Selected text

◇ ◇ ◇ ◇ ◇

To begin the story at the beginning, read "Part 1: Post 1: Beginning Again," published in January, 2013. To consult a description of the campus, read "Part 1: Post 14: The Greening of Campus," published in March, 2013.

Sunday, January 18, 2015

Year 2: Part 8: Post 5: Fellow Students

Here I'm doing a list of students whom I mention frequently in the blog--there were actually about a hundred students on campus at any given time. I knew most of them, at least to say hi to, and while I wasn't friends with all of them, I was (and am) friends with more of them than appear as recurring "characters" in the blog.

In any case, here is a brief blurb on each of the students whom I have mentioned at least twice in the blog so far. I figure this way readers who have just joined the story can look up descriptions that I originally scattered across many posts. I've added some information I couldn't fit into the narrative, plus physical descriptions--so I don't have to repeat myself when I describe people, everyone on the list identified as white. Almost all students on campus were--that's who walked in our door. Maybe we should have tried to change that, I don't know.

(I have edited this piece to add "characters" who have joined the story since I first wrote it)

Andy 

Andy started the same year I did. He was in his mid-thirties at the time. He came to campus originally as a bicycle thief--he was a homeless drug addict who hoped that a bicycle might help him get back on his feet somehow. When he was "saved" as a Christian and got clean, he repented and returned the bike and at that time asked to join the school. We put him through a detox program and got him treated for chronic hypothermia and more or less helped him put his life back together. He ended up learning bicycle maintenance as a craft and now owns a bicycle repair shop.

He was unusual on campus in being Christian. He was outspoken and passionate about it, but he never seemed uncomfortable with the pagan school culture--on the contrary, he's always said that we embody Christ better than most Christian churches do. I don't know if that's true or not. There was always a childlike eagerness to Andy. There is still. He says it's because he spent so much of his early life high that he never grew up. I think it's because  he had a very difficult, painful life and he just got tired of pain and fear and doesn't want to have any more of it. He has no family left, except us. He's sort of average-looking, in terms of height and so forth, with dark hair, pale eyes, and bad skin. He looks older than he is.

◇ ◇ ◇ ◇ ◇

[Position annotation records]
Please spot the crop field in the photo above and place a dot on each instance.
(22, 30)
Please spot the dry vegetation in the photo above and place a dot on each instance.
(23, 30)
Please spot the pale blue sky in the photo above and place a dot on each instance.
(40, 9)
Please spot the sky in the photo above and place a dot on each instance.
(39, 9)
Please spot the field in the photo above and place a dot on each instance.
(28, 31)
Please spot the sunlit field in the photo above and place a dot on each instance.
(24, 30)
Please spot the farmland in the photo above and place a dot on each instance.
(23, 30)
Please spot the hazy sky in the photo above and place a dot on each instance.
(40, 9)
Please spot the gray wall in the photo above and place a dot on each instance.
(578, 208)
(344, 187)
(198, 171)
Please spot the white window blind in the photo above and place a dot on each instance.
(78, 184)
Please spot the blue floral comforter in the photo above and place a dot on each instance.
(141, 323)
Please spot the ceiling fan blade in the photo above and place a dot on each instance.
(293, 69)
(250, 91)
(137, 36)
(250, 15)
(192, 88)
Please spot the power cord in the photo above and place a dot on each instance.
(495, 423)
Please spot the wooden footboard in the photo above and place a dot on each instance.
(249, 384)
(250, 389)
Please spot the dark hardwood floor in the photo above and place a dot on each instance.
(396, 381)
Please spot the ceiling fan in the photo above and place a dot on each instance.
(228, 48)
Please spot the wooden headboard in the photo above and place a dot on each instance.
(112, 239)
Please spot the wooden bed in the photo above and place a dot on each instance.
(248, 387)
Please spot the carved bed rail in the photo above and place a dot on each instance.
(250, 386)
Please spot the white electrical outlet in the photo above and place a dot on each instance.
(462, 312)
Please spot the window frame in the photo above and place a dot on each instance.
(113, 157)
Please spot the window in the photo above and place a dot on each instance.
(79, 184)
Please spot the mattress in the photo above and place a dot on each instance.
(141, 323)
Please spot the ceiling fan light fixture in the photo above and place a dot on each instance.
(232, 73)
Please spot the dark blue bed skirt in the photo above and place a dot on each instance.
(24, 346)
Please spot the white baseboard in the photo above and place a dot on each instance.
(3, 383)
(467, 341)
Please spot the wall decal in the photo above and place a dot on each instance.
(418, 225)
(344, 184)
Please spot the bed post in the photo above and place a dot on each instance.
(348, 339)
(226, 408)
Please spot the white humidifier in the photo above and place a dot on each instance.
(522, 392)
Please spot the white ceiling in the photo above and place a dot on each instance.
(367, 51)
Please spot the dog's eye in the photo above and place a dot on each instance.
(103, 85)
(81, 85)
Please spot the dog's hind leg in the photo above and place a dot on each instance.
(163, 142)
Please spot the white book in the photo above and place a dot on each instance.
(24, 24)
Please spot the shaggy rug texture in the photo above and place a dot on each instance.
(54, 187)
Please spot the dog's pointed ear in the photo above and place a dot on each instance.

◇ ◇ ◇ ◇ ◇

Stated problem 1
According to the blog post, what business does Andy own now?
Stated problem 2
Please update the blog post from "In any case, here" through "first wrote it)", changing "readers" to "newcomers".
This data comes from a separate source.

Problem solution 1
A bicycle repair shop.

Problem solution 2
In any case, here is a brief blurb on each of the students whom I have mentioned at least twice in the blog so far. I figure this way newcomers who have just joined the story can look up descriptions that I originally scattered across many posts. I've added some information I couldn't fit into the narrative, plus physical descriptions--so I don't have to repeat myself when I describe people, everyone on the list identified as white. Almost all students on campus were--that's who walked in our door. Maybe we should have tried to change that, I don't know.

(I have edited this piece to add "characters" who have joined the story since I first wrote it)